BRANO SELEZIONATO
------------------------------------

11.30.2017

Noel Gallagher's High Flying Birds - Who built the moon? (2017, Sour Mash)

Talvolta le prime impressioni possono ingannare. Nonostante mi fossi rifiutato di considerare plausibile la somiglianza con una hit di Ricky Martin strombazzata in rete, quando qualche settimana fa ho ascoltato Holy mountain ho pensato che suonasse in modo strano e che non rappresentasse Noel Gallagher per come avevo imparato a conoscerlo in più di vent'anni di onoratissima carriera.
Ma ora – giunto al terzo ascolto integrale di Who built the moon? - quelli che mi sembravano campanelli d'allarme si sono trasformati in travi portanti di un'architettura pensata e voluta.

Il terzo disco di Noel e dei suoi Birds mette le cose in chiaro fin dall'inizio; Fort Knox appoggia cori e vocalizzi sparsi su un'intelaiatura ritmica che suona decisamente rock, ma che nello sviluppo lascia trapelare la visione “sequenziale” del produttore David Holmes. A conti fatti sarà proprio questo approccio bastardo tra scrittura tradizionale e stesure che appartengono di fatto al mondo elettronico una delle carte vincenti dell'album. In questo senso la prima conferma la offre It's a beautiful world, con un beat che strizza l'occhio ai Prodigy del '97 - periodo storico che coincide con la prima collaborazione tra Noel e i Chemical Brothers (l'immensa Setting sun). Caso vuole che la successiva (e illuminante) She taught me how to fly ricordi proprio la vena psichedelica del duo di Manchester - e già che stiamo parlando del celebre borgo inglese parrebbe scorretto non citare in questo contesto anche i New Order e i loro lunedì blu.

------------------------------------

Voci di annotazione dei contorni

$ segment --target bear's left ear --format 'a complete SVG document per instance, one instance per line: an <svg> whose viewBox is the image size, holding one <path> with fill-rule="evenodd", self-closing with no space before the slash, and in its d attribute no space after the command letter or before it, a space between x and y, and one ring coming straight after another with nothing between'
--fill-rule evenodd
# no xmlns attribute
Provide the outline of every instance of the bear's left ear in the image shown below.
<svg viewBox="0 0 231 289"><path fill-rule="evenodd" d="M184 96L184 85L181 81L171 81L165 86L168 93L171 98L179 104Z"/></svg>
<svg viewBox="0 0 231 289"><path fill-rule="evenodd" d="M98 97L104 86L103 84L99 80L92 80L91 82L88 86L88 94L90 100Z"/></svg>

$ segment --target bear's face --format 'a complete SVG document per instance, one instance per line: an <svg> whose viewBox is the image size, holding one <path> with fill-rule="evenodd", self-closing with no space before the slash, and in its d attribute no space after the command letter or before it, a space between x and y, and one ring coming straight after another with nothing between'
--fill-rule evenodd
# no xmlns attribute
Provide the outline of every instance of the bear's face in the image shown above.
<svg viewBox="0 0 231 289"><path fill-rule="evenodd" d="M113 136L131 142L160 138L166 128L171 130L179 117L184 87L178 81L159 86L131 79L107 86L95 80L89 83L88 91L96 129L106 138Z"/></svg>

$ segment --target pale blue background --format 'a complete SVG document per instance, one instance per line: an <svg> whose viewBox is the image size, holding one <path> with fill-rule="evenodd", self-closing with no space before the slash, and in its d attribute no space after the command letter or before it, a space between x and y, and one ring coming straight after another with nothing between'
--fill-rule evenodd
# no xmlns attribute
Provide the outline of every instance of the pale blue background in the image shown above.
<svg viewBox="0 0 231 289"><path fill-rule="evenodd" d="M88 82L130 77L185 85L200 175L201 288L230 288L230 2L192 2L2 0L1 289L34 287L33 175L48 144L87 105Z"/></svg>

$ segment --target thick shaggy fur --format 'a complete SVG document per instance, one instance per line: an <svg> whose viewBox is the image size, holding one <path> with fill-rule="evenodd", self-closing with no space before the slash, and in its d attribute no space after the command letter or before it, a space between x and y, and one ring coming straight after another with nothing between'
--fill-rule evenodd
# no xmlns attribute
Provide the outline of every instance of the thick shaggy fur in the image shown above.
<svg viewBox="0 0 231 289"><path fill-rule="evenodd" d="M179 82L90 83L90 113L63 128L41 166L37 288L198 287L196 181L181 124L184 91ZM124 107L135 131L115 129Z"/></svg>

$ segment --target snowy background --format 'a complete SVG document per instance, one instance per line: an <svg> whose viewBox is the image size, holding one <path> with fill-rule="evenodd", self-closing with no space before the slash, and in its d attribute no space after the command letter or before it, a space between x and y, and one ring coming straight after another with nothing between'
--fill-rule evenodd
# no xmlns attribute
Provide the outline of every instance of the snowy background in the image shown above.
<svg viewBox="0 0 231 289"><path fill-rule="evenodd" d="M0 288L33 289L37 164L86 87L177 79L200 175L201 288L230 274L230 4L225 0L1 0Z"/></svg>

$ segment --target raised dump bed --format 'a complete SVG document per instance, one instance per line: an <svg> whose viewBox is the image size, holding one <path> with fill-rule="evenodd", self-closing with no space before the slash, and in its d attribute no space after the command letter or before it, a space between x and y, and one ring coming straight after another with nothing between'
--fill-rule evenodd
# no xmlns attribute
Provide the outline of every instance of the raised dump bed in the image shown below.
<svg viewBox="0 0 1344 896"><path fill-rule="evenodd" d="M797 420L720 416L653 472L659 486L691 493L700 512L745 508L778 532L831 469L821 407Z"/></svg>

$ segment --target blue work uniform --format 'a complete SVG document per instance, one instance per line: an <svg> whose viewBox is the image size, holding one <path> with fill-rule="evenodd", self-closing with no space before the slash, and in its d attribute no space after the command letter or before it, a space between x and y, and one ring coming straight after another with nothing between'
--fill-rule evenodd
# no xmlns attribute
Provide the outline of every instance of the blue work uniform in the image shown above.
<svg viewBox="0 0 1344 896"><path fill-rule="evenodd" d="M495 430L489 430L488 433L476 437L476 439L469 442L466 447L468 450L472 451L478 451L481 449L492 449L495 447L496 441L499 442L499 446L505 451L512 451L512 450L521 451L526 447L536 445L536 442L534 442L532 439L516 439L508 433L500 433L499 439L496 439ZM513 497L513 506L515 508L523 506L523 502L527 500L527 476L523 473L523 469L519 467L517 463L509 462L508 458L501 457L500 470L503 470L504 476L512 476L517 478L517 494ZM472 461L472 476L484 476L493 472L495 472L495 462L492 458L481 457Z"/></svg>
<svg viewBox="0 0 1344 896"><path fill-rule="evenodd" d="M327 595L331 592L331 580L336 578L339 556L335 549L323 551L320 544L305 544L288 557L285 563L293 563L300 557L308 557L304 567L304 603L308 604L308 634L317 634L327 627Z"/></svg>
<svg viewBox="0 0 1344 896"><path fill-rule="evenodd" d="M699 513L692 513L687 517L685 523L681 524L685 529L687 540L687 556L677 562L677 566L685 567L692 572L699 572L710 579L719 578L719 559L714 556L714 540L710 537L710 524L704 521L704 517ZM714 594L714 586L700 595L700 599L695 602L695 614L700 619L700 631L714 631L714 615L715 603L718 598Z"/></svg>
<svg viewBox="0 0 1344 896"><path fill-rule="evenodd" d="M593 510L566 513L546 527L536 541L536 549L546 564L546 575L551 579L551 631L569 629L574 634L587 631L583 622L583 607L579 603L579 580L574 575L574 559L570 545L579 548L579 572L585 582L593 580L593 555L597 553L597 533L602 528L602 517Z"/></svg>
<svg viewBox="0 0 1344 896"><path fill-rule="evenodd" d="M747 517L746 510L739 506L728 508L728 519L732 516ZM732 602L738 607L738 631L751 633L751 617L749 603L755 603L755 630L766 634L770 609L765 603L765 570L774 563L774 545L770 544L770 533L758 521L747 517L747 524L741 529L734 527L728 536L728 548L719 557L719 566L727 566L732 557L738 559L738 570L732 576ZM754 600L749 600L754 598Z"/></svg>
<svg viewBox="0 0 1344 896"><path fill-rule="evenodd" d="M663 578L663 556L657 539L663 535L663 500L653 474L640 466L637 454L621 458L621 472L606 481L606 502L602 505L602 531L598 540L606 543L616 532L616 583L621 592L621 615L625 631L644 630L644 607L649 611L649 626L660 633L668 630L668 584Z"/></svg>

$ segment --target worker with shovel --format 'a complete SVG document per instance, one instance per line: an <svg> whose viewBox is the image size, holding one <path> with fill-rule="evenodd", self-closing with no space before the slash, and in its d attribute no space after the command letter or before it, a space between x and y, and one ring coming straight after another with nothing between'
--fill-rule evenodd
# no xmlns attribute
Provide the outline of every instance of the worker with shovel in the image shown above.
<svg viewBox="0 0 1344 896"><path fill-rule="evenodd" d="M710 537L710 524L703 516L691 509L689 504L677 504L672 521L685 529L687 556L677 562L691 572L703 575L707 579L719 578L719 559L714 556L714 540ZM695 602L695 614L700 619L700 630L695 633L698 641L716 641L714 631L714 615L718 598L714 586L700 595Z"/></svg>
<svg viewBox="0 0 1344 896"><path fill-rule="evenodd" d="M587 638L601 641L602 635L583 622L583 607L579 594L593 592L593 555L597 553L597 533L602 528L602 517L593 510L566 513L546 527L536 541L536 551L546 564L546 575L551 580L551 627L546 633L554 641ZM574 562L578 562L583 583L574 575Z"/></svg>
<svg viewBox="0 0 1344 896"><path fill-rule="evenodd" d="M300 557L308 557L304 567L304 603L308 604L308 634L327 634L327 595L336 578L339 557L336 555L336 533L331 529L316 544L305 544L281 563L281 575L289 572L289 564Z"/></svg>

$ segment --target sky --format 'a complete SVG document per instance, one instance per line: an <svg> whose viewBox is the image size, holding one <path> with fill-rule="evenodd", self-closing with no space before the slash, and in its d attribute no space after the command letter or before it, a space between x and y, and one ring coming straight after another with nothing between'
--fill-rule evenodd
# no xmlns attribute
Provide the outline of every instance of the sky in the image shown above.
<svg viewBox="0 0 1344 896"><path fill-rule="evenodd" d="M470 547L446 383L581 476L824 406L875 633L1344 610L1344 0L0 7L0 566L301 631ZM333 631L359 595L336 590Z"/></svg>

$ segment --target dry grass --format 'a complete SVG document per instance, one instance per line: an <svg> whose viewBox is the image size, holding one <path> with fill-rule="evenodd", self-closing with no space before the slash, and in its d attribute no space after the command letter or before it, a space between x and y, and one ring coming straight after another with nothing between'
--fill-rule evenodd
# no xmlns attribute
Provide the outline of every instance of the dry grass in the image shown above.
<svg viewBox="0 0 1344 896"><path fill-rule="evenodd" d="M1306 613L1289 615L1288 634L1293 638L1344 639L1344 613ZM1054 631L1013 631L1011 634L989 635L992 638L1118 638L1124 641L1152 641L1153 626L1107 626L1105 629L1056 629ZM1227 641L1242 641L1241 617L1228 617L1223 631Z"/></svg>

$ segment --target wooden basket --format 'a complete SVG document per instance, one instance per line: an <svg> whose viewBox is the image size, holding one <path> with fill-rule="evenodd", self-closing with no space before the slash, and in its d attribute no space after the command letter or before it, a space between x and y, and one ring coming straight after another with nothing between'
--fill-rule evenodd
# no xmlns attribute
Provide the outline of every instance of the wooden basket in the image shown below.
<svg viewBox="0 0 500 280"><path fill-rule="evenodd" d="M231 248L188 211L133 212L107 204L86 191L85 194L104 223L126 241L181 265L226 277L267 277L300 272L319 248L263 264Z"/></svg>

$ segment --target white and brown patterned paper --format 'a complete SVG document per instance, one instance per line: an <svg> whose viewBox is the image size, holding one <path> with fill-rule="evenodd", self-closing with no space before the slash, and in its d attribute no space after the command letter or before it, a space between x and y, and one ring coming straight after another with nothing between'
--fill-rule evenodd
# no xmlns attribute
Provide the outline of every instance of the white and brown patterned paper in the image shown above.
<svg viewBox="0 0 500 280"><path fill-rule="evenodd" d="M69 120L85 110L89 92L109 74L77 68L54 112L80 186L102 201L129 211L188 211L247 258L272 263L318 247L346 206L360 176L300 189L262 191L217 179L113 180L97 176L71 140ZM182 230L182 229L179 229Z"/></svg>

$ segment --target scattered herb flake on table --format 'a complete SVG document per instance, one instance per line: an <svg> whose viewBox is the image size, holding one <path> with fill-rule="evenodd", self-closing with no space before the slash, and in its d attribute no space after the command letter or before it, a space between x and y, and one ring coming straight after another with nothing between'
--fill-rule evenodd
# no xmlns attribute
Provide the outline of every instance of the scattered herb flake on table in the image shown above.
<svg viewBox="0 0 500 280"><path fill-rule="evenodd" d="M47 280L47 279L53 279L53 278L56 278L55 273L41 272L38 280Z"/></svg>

------------------------------------

COMPITO ASSEGNATO
Elenca tutti i titoli di singole canzoni citati nella recensione sopra, escluso il titolo dell'album.

RISULTATO DEL COMPITO
Holy mountain
Fort Knox
It's a beautiful world
Setting sun
She taught me how to fly